**Consigne**
Recopiez le passage du récit sur Java en commençant par « Enfin, le 10 » et en allant jusqu'à « de mes semblables ! ».

**Extrait fourni**
§

Mais quant aux poisons composés et souvent employés par les Indiens, c’est une autre question, et tout ce qu’on a dit à ce sujet est resté au-dessous de la vérité. J’ai vu, pendant mon séjour à Java, plusieurs Européens empoisonnés par les indigènes. Les substances les plus généralement employées sont celles qui développent chez les personnes qui les ont prises, des maladies connues et naturelles : je ne citerai que le poil court et noir qui entoure le nœud du bambou vert et qui produit le rhume de cerveau incurable, la bronchite chronique et la phthisie pulmonaire, suivant qu’il s’est logé dans les fosses nasales, les bronches ou le poumon.

Mais le temps était toujours aussi affreux, et nous reprîmes le chemin de Boghor où nous arrivâmes dans un état facile à concevoir, après dix-huit heures de pluie épouvantable et où nous fûmes bien heureux de nous mettre au lit autant pour nous préserver des fièvres que pour nous reposer de nos fatigues.

Quelques jours après, je quittai la maison de M. Grenier et mon joli pavillon de la Villa d’amore ; un triste pressentirent me disait que je ne devais plus revoir l’homme aimable qui m’avait si bien accueilli. Je ne me trompais pas, et, à peine de retour en France, j’appris que M. Grenier, victime de haines particulières, avait succombé, peu de temps après mon départ, à l’un de ces poisons dont je parlais tout à l’heure.

Enfin, le 10 mars 1861, je vis s’enfuir les côtes de Java comme j’avais vu, le 5 janvier 1858, disparaître celles de France : la malle m’emportait sur ses grandes ailes de fer. Agité de mille pensées diverses, je regardai longtemps l’horizon derrière lequel venaient de s’engloutir les côtes de ce beau pays, où il m’avait été donné d’éprouver les sensations les plus douces, dans la contemplation des merveilles de la nature, comme aussi les plus pénibles, devant le spectacle de l’exploitation et de l’asservissement de mes semblables !

de Molins.



  1. Suite et fin. — Voy. p. 131, 241 et 257.
  2. Le méroäh est certainement un des plus curieux instruments inventés par les peuples sauvages pour faire du feu. Il se compose de quatre pièces distinctes, dont une passive et trois actives.

    La première est un morceau de bambou de 40 centimètres de long sur 4 de large ; l’une des extrémités est taillée en pointe, et l’un des côtés doit offrir un tranchant très-vif. — Les trois autres pièces sont d’abord deux morceaux de bambou se rapportant exactement l’un à l’autre dans toute leur longueur et par leur tranche. Dans chaque tranche sont pratiquées de petites entailles qui vont en s’évasant vers l’intérieur du bambou et qui correspondent entre elles quand on rapproche les deux morceaux. Un dernier morceau de bambou, portant à sa surface convexe une entaille peu profonde et de la superficie d’une pièce de dix sous, s’adapte dans la concavité que présentent les deux autres morceaux réunis.

    Pour obtenir du feu, on commence par planter solidement en terre le premier morceau de bambou en lui donnant une inclinaison de 45° environ. On réunit alors, à l’aide des deux mains, les trois dernières pièces, après avoir placé, sous l’une des entailles évasées, un petit morceau de copeau de bambou, et il suffit de frotter les trois pièces ainsi disposées et qui, pour ainsi dire, n’en forment plus qu’une, sur le tranchant du morceau de bambou planté en terre, en ayant soin que le fil de ce couteau improvisé passe au centre de l’un des petits trous.

    Après quelques secondes de cet exercice, qui ressemble beaucoup à celui d’un homme qui scie du bois, la fumée parait, accompagnée d’une odeur très-sensible, et le feu ne tarde pas à se communiquer au petit tampon de copeau que l’on place alors sur un tampon plus gros : puis on active le feu avec le souffle.

  3. Nous rencontrâmes sur notre route une cabane, véritable curiosité, dont les gros piliers étaient faits de troncs de fougères de vingt à vingt-cinq centimètres de diamètre. J’ai vu plusieurs de ces plantes aussi hautes que les dattiers du jardin d’acclimatation d’Alger (six à sept mètres).

§

**Données**
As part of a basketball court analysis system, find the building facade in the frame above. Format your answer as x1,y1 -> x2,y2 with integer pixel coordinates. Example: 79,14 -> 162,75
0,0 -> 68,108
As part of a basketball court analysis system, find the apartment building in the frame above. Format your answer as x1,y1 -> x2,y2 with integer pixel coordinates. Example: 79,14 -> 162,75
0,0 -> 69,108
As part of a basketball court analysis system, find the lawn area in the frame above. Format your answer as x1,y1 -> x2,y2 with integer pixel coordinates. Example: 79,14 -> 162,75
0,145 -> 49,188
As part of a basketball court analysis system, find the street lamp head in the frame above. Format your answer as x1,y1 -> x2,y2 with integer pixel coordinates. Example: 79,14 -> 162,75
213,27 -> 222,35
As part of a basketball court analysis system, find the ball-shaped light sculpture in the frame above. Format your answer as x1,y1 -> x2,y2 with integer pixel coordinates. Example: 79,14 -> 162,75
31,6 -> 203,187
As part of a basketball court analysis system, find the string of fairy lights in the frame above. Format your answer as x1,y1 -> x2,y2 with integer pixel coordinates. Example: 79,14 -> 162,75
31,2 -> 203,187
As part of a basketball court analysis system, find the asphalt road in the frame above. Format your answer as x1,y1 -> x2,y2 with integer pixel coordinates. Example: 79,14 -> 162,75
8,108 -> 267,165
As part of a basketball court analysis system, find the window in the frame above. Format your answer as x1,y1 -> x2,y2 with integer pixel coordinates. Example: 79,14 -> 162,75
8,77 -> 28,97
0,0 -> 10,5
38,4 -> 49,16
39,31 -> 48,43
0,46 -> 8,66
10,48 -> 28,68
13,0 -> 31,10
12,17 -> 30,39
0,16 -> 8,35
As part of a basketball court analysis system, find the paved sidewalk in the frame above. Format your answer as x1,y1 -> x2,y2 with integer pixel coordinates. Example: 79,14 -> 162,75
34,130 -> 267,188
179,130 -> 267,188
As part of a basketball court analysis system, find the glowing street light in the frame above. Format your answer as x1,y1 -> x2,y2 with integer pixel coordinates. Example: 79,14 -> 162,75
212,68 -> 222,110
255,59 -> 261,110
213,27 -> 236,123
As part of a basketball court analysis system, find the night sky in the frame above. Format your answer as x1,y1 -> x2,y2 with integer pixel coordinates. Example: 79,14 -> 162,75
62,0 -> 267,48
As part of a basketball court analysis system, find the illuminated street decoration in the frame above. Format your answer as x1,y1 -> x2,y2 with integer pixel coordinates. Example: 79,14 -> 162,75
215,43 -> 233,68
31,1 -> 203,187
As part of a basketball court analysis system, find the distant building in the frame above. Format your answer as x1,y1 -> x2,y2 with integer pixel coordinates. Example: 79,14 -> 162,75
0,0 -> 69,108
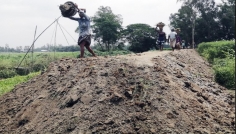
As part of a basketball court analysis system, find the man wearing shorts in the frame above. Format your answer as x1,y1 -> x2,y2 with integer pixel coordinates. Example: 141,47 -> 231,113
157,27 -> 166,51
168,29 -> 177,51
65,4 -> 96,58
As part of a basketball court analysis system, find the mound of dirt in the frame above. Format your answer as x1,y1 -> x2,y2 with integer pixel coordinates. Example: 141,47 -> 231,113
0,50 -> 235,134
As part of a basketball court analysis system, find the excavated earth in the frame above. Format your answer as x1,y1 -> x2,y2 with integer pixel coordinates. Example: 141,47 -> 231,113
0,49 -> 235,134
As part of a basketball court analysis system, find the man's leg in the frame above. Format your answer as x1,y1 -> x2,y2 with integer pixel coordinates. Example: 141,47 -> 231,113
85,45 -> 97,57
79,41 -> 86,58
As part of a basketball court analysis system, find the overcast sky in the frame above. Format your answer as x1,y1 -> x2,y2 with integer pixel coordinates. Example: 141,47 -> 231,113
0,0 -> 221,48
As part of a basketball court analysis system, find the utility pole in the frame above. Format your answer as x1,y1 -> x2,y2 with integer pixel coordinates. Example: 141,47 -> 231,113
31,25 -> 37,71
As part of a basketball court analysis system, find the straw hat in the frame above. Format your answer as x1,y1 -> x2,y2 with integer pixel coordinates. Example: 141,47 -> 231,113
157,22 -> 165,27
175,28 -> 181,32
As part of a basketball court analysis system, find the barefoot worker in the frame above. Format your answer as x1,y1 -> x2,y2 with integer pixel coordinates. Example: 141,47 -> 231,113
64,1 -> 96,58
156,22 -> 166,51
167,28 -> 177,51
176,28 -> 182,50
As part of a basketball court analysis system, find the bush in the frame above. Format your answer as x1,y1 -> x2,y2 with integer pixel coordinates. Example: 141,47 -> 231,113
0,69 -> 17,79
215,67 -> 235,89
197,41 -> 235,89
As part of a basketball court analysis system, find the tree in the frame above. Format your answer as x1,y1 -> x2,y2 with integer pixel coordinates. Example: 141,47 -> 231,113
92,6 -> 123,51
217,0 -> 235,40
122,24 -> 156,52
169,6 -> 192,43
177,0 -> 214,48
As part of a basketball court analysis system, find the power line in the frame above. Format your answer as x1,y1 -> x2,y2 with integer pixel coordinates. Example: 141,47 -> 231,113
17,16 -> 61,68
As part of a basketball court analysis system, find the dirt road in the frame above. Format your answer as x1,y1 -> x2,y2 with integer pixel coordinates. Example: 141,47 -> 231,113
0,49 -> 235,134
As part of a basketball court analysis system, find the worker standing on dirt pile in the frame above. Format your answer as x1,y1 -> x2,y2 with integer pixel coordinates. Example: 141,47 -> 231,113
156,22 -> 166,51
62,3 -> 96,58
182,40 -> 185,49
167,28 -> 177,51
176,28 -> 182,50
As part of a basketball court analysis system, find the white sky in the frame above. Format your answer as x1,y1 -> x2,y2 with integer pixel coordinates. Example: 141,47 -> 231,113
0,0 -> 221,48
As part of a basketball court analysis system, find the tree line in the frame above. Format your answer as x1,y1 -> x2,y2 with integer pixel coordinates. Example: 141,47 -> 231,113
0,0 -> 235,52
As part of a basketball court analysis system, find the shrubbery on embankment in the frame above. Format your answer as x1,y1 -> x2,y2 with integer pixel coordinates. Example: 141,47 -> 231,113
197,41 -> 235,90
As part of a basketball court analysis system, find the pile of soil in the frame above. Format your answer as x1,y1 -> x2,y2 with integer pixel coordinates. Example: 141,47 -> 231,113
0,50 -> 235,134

§

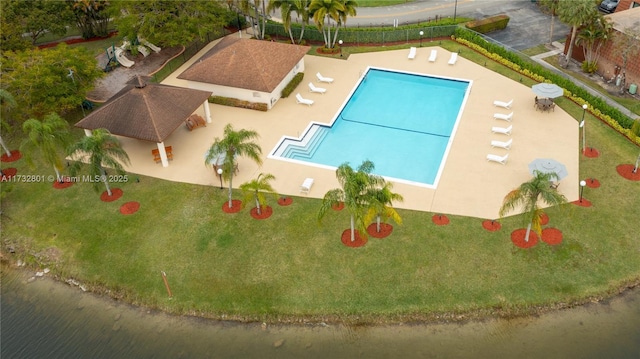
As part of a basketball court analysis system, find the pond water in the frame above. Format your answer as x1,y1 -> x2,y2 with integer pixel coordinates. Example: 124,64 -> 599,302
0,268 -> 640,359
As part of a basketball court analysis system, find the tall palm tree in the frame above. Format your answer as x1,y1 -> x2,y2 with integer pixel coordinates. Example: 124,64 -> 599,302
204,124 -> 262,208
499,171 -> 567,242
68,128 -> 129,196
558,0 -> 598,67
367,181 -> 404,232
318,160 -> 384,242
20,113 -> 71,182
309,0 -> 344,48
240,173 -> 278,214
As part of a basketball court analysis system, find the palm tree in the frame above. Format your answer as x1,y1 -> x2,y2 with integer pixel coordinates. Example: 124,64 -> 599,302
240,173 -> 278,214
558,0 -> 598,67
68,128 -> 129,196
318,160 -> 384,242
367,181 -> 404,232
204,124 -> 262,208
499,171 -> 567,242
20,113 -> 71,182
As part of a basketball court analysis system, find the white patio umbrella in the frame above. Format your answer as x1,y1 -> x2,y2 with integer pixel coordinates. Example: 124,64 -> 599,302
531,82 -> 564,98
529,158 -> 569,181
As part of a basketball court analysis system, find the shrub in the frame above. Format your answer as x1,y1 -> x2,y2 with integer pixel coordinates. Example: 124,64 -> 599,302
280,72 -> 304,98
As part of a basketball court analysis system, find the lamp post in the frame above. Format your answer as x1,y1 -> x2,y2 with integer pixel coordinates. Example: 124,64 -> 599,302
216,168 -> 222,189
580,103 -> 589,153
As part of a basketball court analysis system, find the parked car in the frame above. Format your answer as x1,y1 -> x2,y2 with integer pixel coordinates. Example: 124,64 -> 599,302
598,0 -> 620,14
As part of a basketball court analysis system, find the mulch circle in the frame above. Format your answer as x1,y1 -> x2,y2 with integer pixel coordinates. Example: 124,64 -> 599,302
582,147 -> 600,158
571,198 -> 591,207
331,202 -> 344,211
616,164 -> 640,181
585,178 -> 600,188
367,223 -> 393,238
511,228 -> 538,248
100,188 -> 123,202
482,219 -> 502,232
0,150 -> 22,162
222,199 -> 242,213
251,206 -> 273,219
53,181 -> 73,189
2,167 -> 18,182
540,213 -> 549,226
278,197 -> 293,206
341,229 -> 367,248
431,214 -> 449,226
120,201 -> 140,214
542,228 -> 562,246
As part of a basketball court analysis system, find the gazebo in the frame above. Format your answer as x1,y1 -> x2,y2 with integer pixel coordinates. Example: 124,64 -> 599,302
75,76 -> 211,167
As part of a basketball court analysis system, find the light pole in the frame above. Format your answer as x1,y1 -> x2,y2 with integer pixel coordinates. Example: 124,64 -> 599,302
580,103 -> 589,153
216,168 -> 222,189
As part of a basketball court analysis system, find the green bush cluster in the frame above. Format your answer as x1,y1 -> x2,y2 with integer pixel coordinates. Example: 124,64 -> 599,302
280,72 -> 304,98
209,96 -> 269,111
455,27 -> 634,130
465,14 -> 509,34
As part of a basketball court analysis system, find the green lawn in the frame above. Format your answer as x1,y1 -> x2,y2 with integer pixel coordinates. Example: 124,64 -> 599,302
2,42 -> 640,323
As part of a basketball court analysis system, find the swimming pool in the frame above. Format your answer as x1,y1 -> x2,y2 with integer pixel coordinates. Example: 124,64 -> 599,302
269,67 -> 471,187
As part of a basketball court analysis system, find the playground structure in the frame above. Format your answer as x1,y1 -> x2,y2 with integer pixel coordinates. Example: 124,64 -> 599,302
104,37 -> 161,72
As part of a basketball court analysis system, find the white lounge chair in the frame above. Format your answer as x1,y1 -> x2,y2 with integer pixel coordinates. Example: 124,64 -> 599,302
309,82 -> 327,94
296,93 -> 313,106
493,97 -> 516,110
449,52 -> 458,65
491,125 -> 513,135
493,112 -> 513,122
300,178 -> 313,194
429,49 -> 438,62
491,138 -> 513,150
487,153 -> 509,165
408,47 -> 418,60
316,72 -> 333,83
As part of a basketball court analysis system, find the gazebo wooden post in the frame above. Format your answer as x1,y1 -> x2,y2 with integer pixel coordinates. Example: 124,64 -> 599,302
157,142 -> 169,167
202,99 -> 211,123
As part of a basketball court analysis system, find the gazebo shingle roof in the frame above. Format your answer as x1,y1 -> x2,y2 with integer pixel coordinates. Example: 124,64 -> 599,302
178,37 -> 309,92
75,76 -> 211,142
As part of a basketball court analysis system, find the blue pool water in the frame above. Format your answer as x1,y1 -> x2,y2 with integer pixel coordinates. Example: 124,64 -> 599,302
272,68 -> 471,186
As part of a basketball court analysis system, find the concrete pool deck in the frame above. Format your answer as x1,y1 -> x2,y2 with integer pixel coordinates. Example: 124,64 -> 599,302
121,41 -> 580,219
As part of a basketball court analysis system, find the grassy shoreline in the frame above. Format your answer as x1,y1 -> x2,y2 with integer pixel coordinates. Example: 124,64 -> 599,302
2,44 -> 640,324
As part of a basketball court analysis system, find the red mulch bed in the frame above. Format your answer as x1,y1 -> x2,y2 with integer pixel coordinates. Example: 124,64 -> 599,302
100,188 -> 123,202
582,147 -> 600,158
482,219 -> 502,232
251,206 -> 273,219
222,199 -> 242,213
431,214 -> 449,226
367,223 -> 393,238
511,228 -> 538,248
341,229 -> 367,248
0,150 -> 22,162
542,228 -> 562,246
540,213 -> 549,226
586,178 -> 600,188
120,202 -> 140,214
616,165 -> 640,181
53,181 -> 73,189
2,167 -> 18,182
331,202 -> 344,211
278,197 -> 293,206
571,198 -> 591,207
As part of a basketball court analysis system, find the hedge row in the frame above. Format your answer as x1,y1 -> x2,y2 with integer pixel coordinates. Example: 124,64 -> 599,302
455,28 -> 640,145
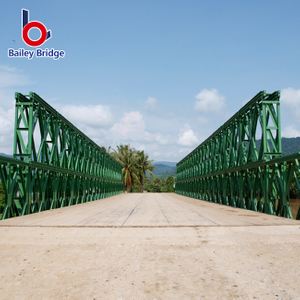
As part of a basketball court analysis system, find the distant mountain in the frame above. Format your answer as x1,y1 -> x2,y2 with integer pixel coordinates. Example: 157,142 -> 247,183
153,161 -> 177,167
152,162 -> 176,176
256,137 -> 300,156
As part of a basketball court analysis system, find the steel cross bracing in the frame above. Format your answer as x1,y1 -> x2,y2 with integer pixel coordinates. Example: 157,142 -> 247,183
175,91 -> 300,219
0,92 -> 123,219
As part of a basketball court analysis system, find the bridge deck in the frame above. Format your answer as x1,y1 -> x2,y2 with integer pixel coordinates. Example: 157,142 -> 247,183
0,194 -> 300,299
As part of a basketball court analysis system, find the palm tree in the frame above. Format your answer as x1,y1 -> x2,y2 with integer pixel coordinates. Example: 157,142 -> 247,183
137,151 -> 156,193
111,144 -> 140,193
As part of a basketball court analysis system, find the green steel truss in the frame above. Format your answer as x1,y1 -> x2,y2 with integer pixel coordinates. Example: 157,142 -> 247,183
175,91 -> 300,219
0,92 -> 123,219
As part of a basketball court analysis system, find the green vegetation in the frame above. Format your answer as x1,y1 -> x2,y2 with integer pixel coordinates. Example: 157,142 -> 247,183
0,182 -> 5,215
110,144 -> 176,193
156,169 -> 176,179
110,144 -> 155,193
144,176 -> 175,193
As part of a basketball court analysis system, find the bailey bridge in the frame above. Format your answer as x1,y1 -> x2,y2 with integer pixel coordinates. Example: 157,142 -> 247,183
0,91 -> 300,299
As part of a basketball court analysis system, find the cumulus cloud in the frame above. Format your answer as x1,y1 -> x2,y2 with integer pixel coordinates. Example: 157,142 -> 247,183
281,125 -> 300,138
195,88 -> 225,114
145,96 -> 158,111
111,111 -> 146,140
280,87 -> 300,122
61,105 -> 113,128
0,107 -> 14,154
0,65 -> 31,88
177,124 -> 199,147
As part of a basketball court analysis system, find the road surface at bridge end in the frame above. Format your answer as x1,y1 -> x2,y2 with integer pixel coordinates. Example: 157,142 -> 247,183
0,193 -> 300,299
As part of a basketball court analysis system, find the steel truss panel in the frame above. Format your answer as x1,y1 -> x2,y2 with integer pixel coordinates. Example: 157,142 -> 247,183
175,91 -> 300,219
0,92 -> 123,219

§

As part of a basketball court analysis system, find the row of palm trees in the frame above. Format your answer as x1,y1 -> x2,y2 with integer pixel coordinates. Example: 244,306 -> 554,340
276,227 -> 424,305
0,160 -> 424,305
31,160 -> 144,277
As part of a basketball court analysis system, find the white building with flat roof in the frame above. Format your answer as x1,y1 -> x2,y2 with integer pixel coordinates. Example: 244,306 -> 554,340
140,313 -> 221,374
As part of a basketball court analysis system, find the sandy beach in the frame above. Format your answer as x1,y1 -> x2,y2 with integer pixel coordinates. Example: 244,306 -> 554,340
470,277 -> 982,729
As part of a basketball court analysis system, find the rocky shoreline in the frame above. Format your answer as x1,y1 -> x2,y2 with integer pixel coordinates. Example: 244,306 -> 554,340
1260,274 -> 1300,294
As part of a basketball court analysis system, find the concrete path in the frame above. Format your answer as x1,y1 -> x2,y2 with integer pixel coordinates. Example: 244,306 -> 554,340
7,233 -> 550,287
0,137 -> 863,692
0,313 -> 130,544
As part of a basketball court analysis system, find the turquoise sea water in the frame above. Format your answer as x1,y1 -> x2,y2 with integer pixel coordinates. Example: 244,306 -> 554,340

§

**Résultat attendu**
Enfin, le 10 mars 1861, je vis s’enfuir les côtes de Java comme j’avais vu, le 5 janvier 1858, disparaître celles de France : la malle m’emportait sur ses grandes ailes de fer. Agité de mille pensées diverses, je regardai longtemps l’horizon derrière lequel venaient de s’engloutir les côtes de ce beau pays, où il m’avait été donné d’éprouver les sensations les plus douces, dans la contemplation des merveilles de la nature, comme aussi les plus pénibles, devant le spectacle de l’exploitation et de l’asservissement de mes semblables !